## Data for this task
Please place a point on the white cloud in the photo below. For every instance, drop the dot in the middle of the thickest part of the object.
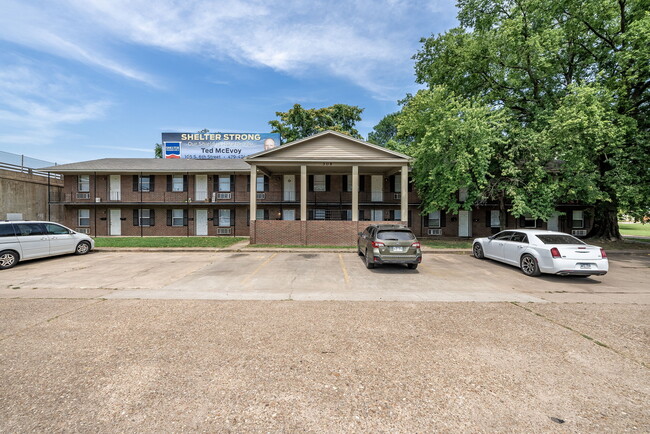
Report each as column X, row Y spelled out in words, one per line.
column 366, row 42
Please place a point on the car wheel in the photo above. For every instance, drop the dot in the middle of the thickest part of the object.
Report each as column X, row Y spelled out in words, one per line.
column 369, row 264
column 528, row 265
column 8, row 259
column 82, row 248
column 478, row 251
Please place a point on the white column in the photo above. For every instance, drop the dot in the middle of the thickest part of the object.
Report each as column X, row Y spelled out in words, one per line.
column 253, row 188
column 355, row 193
column 405, row 193
column 303, row 193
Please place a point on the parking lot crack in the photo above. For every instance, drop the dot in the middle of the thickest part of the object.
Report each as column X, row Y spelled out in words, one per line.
column 579, row 333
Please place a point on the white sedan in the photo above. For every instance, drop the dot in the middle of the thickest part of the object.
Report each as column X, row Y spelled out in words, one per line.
column 537, row 251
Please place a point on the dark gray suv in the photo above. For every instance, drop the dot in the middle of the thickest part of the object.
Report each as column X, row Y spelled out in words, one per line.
column 389, row 244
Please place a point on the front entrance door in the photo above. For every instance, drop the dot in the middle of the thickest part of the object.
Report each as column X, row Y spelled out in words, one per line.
column 115, row 188
column 201, row 188
column 114, row 217
column 376, row 188
column 201, row 222
column 289, row 188
column 464, row 224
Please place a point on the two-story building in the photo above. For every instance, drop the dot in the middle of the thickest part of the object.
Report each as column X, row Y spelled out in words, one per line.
column 319, row 190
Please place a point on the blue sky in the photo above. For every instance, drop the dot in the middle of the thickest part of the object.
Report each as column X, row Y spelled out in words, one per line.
column 86, row 79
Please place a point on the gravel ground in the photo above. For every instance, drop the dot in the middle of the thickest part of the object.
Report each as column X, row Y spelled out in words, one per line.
column 186, row 365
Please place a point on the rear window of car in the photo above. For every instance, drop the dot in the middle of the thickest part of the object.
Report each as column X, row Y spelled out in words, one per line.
column 7, row 230
column 395, row 235
column 559, row 239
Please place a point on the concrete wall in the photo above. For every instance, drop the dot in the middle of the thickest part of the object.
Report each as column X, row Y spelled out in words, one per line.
column 27, row 194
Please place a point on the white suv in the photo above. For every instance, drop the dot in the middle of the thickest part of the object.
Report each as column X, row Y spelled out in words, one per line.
column 20, row 241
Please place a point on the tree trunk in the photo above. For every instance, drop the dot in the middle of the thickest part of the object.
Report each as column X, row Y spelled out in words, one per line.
column 605, row 222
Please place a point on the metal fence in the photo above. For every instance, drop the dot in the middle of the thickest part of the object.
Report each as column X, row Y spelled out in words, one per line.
column 23, row 164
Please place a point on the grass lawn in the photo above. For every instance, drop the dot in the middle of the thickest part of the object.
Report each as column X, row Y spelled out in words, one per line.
column 166, row 241
column 634, row 229
column 299, row 246
column 447, row 244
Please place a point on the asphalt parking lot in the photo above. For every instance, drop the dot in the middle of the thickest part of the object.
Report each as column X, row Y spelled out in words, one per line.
column 313, row 276
column 160, row 342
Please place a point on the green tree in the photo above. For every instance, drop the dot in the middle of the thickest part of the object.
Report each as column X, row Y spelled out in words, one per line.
column 536, row 61
column 298, row 122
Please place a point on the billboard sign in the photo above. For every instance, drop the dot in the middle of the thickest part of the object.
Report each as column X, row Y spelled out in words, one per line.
column 206, row 146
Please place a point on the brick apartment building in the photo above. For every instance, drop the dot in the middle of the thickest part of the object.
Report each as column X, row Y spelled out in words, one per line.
column 319, row 190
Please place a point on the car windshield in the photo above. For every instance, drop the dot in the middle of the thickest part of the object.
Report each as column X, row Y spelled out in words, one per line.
column 559, row 239
column 395, row 235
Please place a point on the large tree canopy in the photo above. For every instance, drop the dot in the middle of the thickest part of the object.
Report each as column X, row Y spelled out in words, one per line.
column 571, row 80
column 298, row 122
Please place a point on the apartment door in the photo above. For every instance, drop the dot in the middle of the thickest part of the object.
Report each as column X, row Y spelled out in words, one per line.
column 201, row 221
column 376, row 188
column 115, row 221
column 114, row 188
column 201, row 188
column 554, row 222
column 464, row 224
column 289, row 187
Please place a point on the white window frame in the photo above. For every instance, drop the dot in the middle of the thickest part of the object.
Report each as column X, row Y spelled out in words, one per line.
column 83, row 183
column 176, row 215
column 433, row 217
column 83, row 218
column 224, row 217
column 142, row 218
column 177, row 183
column 527, row 219
column 581, row 219
column 495, row 218
column 224, row 183
column 320, row 183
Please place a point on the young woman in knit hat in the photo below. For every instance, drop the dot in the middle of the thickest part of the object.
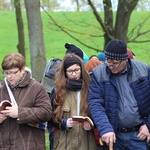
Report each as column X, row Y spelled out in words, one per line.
column 71, row 98
column 119, row 99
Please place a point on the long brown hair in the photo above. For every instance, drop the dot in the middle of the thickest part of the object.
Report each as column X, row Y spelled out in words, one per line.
column 61, row 89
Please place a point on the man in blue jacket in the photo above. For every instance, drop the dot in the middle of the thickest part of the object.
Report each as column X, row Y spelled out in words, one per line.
column 119, row 99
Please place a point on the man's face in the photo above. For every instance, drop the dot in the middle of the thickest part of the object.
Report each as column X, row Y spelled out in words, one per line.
column 116, row 66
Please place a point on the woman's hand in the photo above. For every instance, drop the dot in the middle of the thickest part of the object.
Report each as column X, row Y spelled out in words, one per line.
column 11, row 111
column 2, row 117
column 86, row 125
column 71, row 123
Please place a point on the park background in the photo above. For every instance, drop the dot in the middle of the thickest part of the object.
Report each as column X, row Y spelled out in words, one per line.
column 55, row 39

## What to work on
Transcribe the listing above without changing a character, starting at the line that contains "Please place a point on the white suv" and stopping after the line that contains "column 160, row 342".

## Exercise answer
Please place a point on the white suv in the photo above. For every instance, drop the dot in the middle of the thickest part of the object.
Report each as column X, row Y spelled out in words, one per line.
column 20, row 241
Please place a point on the tree trunk in the photo above. For every instance, drop the dot in the middle of the thickest part of the object.
Report each as column X, row Y spelled out in words, one per line.
column 605, row 222
Please place a point on the metal fence in the photo above. For every instance, drop the dot in the middle of the thickest part of the object.
Report each as column X, row Y spelled out in words, one per line.
column 23, row 164
Please place a point on the grass lawn in the photo above. For every instance, drop the dot in the middle of the thickest part of the object.
Report each as column X, row Y spelled out in words, one per line.
column 166, row 241
column 634, row 229
column 299, row 246
column 447, row 244
Please place a point on the asphalt parking lot in the photo above. For every instance, drop the dot in the middle of the thickest part of the object.
Report each as column X, row Y spelled out in words, one per line.
column 313, row 276
column 160, row 342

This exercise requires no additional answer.